### PROVIDED ENTRIES ###

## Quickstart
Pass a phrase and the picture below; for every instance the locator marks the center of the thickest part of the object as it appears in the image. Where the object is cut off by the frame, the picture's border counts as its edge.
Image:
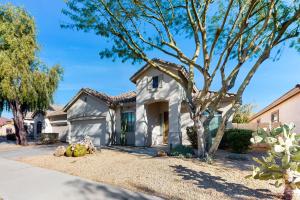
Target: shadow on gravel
(207, 181)
(91, 191)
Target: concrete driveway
(21, 181)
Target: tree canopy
(26, 84)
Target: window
(275, 116)
(155, 81)
(128, 121)
(258, 121)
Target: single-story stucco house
(285, 109)
(6, 126)
(155, 113)
(53, 120)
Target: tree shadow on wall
(207, 181)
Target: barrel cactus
(282, 163)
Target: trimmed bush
(192, 136)
(80, 150)
(182, 150)
(11, 136)
(76, 150)
(238, 140)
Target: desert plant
(282, 163)
(80, 150)
(182, 151)
(243, 114)
(238, 139)
(69, 151)
(192, 136)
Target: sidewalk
(20, 181)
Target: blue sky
(78, 54)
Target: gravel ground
(170, 178)
(8, 147)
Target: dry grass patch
(170, 178)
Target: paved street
(20, 181)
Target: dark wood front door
(166, 128)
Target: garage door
(96, 129)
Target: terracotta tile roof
(179, 68)
(283, 98)
(125, 97)
(122, 98)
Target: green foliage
(76, 150)
(238, 140)
(182, 150)
(192, 136)
(80, 150)
(69, 151)
(24, 81)
(243, 114)
(11, 136)
(282, 163)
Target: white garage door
(96, 129)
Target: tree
(25, 83)
(243, 114)
(225, 37)
(282, 163)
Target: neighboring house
(53, 120)
(29, 124)
(156, 113)
(285, 109)
(6, 126)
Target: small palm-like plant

###

• _EXERCISE INSTRUCTIONS_:
Your response should consist solely of the lines from the one that holds "Target: trimmed bush" through the end of the listing above, reproduced exactly.

• _COMPLETED EXERCISE_:
Target: trimmed bush
(192, 136)
(80, 150)
(182, 150)
(11, 136)
(76, 150)
(238, 140)
Target: desert plant
(282, 163)
(80, 150)
(182, 151)
(243, 114)
(238, 139)
(69, 151)
(192, 136)
Target: sidewalk
(20, 181)
Target: blue sky
(78, 54)
Target: gravel ground
(170, 178)
(8, 147)
Target: dry grass patch
(170, 178)
Target: paved street
(20, 181)
Target: dark wood front door
(166, 128)
Target: garage door
(96, 129)
Target: terracotta tile roof
(179, 68)
(283, 98)
(125, 97)
(122, 98)
Target: green foliage
(76, 150)
(238, 140)
(182, 150)
(192, 136)
(80, 150)
(69, 151)
(24, 81)
(243, 114)
(11, 136)
(282, 163)
Target: white garage door
(96, 129)
Target: tree
(25, 83)
(243, 114)
(225, 37)
(282, 163)
Target: neighboring house
(53, 120)
(29, 124)
(156, 113)
(285, 109)
(6, 126)
Target: small palm-like plant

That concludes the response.